-- BEGIN Task input --

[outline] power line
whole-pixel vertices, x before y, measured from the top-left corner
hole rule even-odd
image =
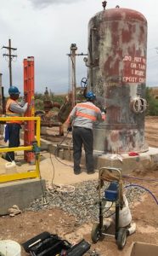
[[[12,50],[17,50],[17,48],[11,47],[11,39],[8,39],[8,46],[3,46],[8,50],[8,54],[3,54],[3,56],[8,57],[8,68],[9,68],[9,84],[12,86],[12,60],[17,57],[15,55],[12,55]]]

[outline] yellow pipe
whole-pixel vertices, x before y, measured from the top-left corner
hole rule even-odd
[[[37,129],[36,129],[36,139],[37,142],[37,146],[40,147],[40,124],[41,124],[41,118],[40,117],[0,117],[0,122],[9,122],[9,121],[37,121]],[[30,146],[22,146],[22,147],[16,147],[16,148],[0,148],[1,152],[11,152],[11,151],[31,151],[32,145]],[[35,158],[36,161],[36,171],[29,171],[27,172],[21,172],[21,173],[11,173],[11,174],[2,174],[0,175],[0,183],[14,181],[18,179],[25,179],[25,178],[31,178],[31,177],[40,177],[40,170],[39,170],[39,161],[40,161],[40,155],[38,155],[37,159]]]
[[[10,174],[1,174],[0,183],[25,178],[39,177],[39,173],[37,171],[29,171],[27,172],[21,173],[10,173]]]

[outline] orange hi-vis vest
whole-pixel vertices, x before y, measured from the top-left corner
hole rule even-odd
[[[72,121],[73,126],[93,129],[93,123],[101,119],[101,111],[93,103],[89,102],[78,103],[72,109],[66,123]]]
[[[17,101],[12,100],[10,98],[8,98],[8,100],[7,101],[7,104],[6,104],[6,116],[7,117],[20,117],[21,114],[18,113],[14,113],[13,111],[11,111],[9,109],[9,106],[11,103],[17,103]],[[8,121],[7,123],[14,123],[14,124],[22,124],[21,121]]]

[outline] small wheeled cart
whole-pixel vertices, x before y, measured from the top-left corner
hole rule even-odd
[[[104,182],[108,183],[108,188],[104,189]],[[93,224],[91,239],[93,242],[102,240],[104,236],[114,236],[119,249],[122,249],[127,241],[128,230],[127,228],[119,228],[119,212],[122,209],[123,193],[122,193],[122,181],[121,170],[114,167],[102,167],[99,172],[99,223]],[[103,192],[104,190],[104,192]],[[114,214],[115,218],[115,234],[107,234],[107,226],[104,225],[104,212],[107,211],[106,205],[109,205],[109,209],[115,204]]]

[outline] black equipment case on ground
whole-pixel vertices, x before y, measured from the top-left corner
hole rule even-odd
[[[43,232],[23,243],[22,247],[32,256],[82,256],[91,246],[84,239],[72,246],[57,235]]]

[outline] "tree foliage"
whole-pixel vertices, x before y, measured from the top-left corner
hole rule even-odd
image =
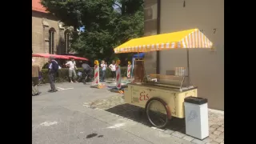
[[[85,26],[71,46],[91,59],[110,60],[117,56],[113,48],[143,35],[143,0],[42,0],[42,4],[66,26]]]

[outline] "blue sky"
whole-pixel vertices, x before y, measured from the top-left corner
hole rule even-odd
[[[118,2],[116,2],[116,3],[117,3],[118,5],[119,5],[119,6],[121,6],[120,3],[118,3]],[[115,9],[115,10],[117,10],[118,8],[119,8],[119,7],[118,7],[118,6],[116,6],[116,5],[113,5],[113,7],[114,7],[114,9]],[[85,31],[85,26],[80,27],[79,31],[82,31],[82,32]]]

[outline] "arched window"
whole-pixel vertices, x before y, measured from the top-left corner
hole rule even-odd
[[[70,49],[70,31],[69,30],[65,30],[64,41],[65,41],[65,52],[66,52],[66,54],[68,54],[68,50]]]
[[[49,30],[49,54],[54,54],[54,34],[55,34],[55,29],[50,28]]]

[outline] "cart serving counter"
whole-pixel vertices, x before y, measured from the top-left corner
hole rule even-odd
[[[144,60],[135,60],[134,82],[125,89],[125,102],[146,109],[150,123],[166,126],[171,117],[185,118],[184,98],[197,97],[198,88],[190,79],[189,50],[211,48],[212,42],[198,30],[191,29],[135,38],[114,49],[118,53],[140,53],[186,49],[186,67],[175,67],[167,74],[148,74]],[[137,64],[136,64],[137,63]]]

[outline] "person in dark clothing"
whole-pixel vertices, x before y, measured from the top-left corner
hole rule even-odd
[[[84,62],[82,64],[82,67],[83,69],[83,71],[86,74],[90,74],[91,72],[91,69],[90,67],[90,66],[87,64],[87,62]]]
[[[58,70],[58,64],[53,56],[50,57],[50,62],[48,78],[50,84],[50,90],[49,92],[56,92],[58,90],[55,87],[55,77]]]

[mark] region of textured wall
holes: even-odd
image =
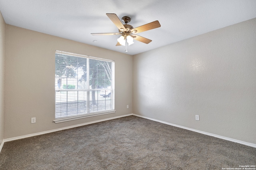
[[[6,31],[5,139],[132,113],[132,56],[9,25]],[[56,50],[115,61],[115,113],[53,122]]]
[[[133,113],[256,144],[255,28],[256,18],[134,56]]]
[[[5,34],[5,23],[0,12],[0,145],[4,139]]]

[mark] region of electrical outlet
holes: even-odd
[[[31,123],[36,123],[36,117],[31,117]]]

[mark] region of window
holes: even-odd
[[[114,112],[114,62],[56,51],[55,123]]]

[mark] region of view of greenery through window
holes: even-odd
[[[92,58],[56,53],[56,118],[114,109],[114,63]]]

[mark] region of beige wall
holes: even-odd
[[[256,18],[134,56],[133,113],[256,144],[255,28]]]
[[[132,113],[132,56],[9,25],[5,49],[5,139]],[[56,50],[115,61],[115,113],[53,122]]]
[[[5,35],[5,23],[0,12],[0,146],[4,139]]]

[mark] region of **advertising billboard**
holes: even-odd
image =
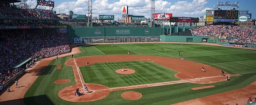
[[[249,13],[248,15],[248,19],[250,19],[252,18],[252,13]]]
[[[177,22],[178,21],[178,17],[171,17],[170,18],[170,22]]]
[[[72,14],[72,20],[86,20],[86,15],[85,14]]]
[[[114,15],[99,15],[99,20],[114,20]]]
[[[178,22],[191,22],[191,18],[179,17]]]
[[[199,18],[191,18],[191,22],[192,23],[198,23],[199,22]]]
[[[206,10],[206,15],[213,15],[214,10]]]
[[[122,14],[128,14],[128,6],[122,6]]]
[[[170,17],[172,16],[171,13],[156,13],[155,14],[155,20],[168,20]]]
[[[239,22],[247,22],[248,19],[247,16],[239,16]]]
[[[225,10],[215,10],[214,17],[215,19],[225,19],[226,18]]]
[[[131,17],[131,21],[145,21],[145,16],[132,16]]]
[[[248,11],[239,10],[239,15],[248,15]]]
[[[206,21],[207,21],[207,22],[213,21],[213,15],[206,15]]]

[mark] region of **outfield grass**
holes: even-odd
[[[75,103],[63,100],[57,96],[58,92],[62,89],[75,84],[71,67],[64,65],[64,63],[70,58],[70,56],[68,56],[60,58],[61,60],[54,60],[52,61],[26,93],[24,99],[26,105],[169,105],[242,88],[256,80],[256,73],[254,73],[256,54],[253,53],[252,50],[250,49],[203,45],[183,44],[183,46],[181,46],[178,44],[165,43],[114,44],[113,46],[110,45],[91,45],[82,46],[79,49],[82,52],[74,55],[75,57],[127,54],[129,50],[132,55],[179,58],[178,52],[180,51],[181,55],[186,60],[210,65],[231,74],[252,73],[231,77],[231,80],[228,81],[214,84],[183,83],[112,91],[107,97],[100,100],[85,103]],[[139,64],[133,65],[132,64],[137,63],[142,65],[152,65],[152,67],[154,68],[150,71],[158,69],[161,70],[147,71],[149,70],[146,70],[149,69],[146,67],[146,66]],[[59,64],[62,65],[62,68],[57,70],[56,67]],[[124,64],[127,67],[136,70],[136,73],[125,75],[117,74],[113,71],[107,70],[109,70],[108,69],[113,69],[112,70],[114,71],[120,69],[115,67],[121,66]],[[112,65],[118,66],[111,66]],[[81,70],[81,72],[87,82],[90,81],[92,83],[102,84],[110,87],[178,80],[173,74],[174,74],[175,72],[152,62],[134,61],[100,63],[91,66],[80,67],[80,69],[83,70]],[[137,70],[140,70],[137,72]],[[141,72],[140,73],[140,70]],[[154,74],[156,74],[153,75]],[[142,75],[144,76],[140,77],[139,76]],[[149,80],[152,78],[156,79],[154,81]],[[55,80],[63,78],[70,79],[71,81],[63,84],[53,83]],[[127,78],[128,80],[126,80]],[[191,89],[192,88],[209,85],[216,87],[196,91]],[[137,100],[128,100],[121,97],[121,93],[130,91],[140,92],[143,96]]]
[[[135,70],[135,73],[121,74],[115,72],[120,67]],[[152,62],[131,62],[98,63],[79,67],[85,81],[100,84],[109,88],[147,84],[177,80],[177,72]]]

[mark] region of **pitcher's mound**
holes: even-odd
[[[56,84],[64,84],[70,82],[70,80],[67,79],[59,79],[54,81]]]
[[[76,102],[93,102],[100,100],[107,97],[111,91],[110,90],[107,89],[107,87],[105,86],[94,84],[86,84],[88,89],[90,91],[94,91],[93,93],[88,94],[82,94],[80,96],[75,95],[75,90],[77,88],[81,89],[82,87],[81,85],[76,84],[66,87],[60,90],[58,95],[59,97],[67,101]],[[81,94],[84,94],[84,90],[81,90]]]
[[[128,91],[123,93],[121,96],[126,99],[137,100],[142,97],[142,94],[139,92]]]
[[[125,70],[126,70],[122,71],[122,69],[117,70],[116,71],[116,73],[122,74],[132,74],[135,73],[135,70],[132,69],[125,69]]]

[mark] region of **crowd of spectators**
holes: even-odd
[[[256,28],[254,27],[242,26],[228,23],[217,23],[193,29],[191,32],[195,36],[236,38],[231,39],[218,40],[221,42],[256,44]]]
[[[2,16],[4,17],[24,17],[43,19],[60,19],[50,10],[38,8],[18,8],[16,6],[6,6],[0,4]]]
[[[69,52],[66,35],[45,30],[0,31],[0,86],[20,71],[14,66],[29,58]]]

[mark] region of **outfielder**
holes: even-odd
[[[183,56],[181,56],[181,60],[184,60],[184,58],[183,58]]]
[[[204,67],[203,67],[203,66],[202,66],[202,70],[201,70],[201,71],[203,71],[203,72],[205,72],[205,71],[204,70]]]

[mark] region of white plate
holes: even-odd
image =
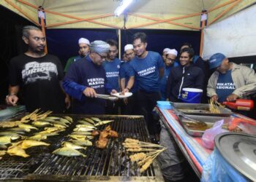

-- END Task input --

Given exercise
Set down, unchanged, the lines of the material that begin at the line containing "[mark] region of window" and stop after the line containing "[[[206,21],[207,21],[207,22],[213,21],[213,15],[206,15]]]", leaving the picture out.

Answer in full
[mark] region of window
holes: even-odd
[[[114,112],[114,62],[56,51],[55,123]]]

[mark] region of view of greenery through window
holes: even-odd
[[[92,58],[56,53],[56,118],[114,109],[114,63]]]

[mark] region of beige wall
holes: even-odd
[[[256,18],[134,56],[133,113],[256,144],[255,28]]]
[[[132,113],[132,56],[9,25],[5,49],[5,139]],[[56,50],[115,61],[115,113],[53,122]]]
[[[5,35],[5,23],[0,12],[0,146],[4,139]]]

[mark] region of **advertising billboard**
holes: even-odd
image =
[[[249,13],[248,15],[248,19],[250,19],[252,18],[252,13]]]
[[[177,22],[178,21],[178,17],[171,17],[170,18],[170,22]]]
[[[72,14],[72,20],[86,20],[86,15],[85,14]]]
[[[114,15],[99,15],[99,20],[114,20]]]
[[[178,22],[191,22],[191,18],[179,17]]]
[[[199,18],[191,18],[191,22],[192,23],[198,23],[199,22]]]
[[[206,10],[206,15],[213,15],[214,10]]]
[[[122,14],[128,14],[128,6],[122,6]]]
[[[170,17],[172,16],[171,13],[156,13],[155,14],[155,20],[168,20]]]
[[[239,22],[247,22],[248,19],[247,16],[239,16]]]
[[[225,10],[215,10],[214,17],[215,19],[225,19],[226,18]]]
[[[131,17],[131,21],[145,21],[145,16],[132,16]]]
[[[248,11],[239,10],[239,15],[248,15]]]
[[[206,21],[207,21],[207,22],[213,21],[213,15],[206,15]]]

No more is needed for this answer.